* Stated exercise
Could you give the part of the items that opens with the line containing "of the brick" and closes with the last line of the items as a numbered list, with blank lines left out?

* Material

^^^^^^^^

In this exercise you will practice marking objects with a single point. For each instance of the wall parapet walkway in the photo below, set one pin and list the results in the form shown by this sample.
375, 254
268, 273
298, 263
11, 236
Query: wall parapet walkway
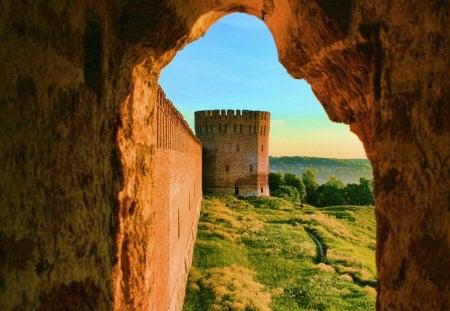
176, 193
172, 130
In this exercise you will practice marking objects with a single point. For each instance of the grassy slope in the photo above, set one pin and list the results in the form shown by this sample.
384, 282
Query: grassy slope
256, 255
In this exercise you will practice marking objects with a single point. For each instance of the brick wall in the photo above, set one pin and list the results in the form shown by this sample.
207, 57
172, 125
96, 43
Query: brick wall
177, 196
235, 150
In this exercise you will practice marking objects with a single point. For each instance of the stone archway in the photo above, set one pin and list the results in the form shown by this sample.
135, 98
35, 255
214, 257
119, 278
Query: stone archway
78, 90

^^^^^^^^

* Expected answer
1. In this exercise you will practice marking objects with a single point. For each instance of the brick wall in the photo above, set one pin and list the results in the form shown by this sample.
2. 207, 57
3. 172, 125
4. 96, 43
5. Query: brick wall
6. 177, 196
7. 235, 150
8. In this exercise you will practice marking objects with a single point. For each instance of the stone archway in the photo above, set one pin and list the results in the form shown by this sample.
9. 135, 98
10. 35, 255
11. 214, 257
12. 119, 278
13. Query: stone archway
14. 78, 90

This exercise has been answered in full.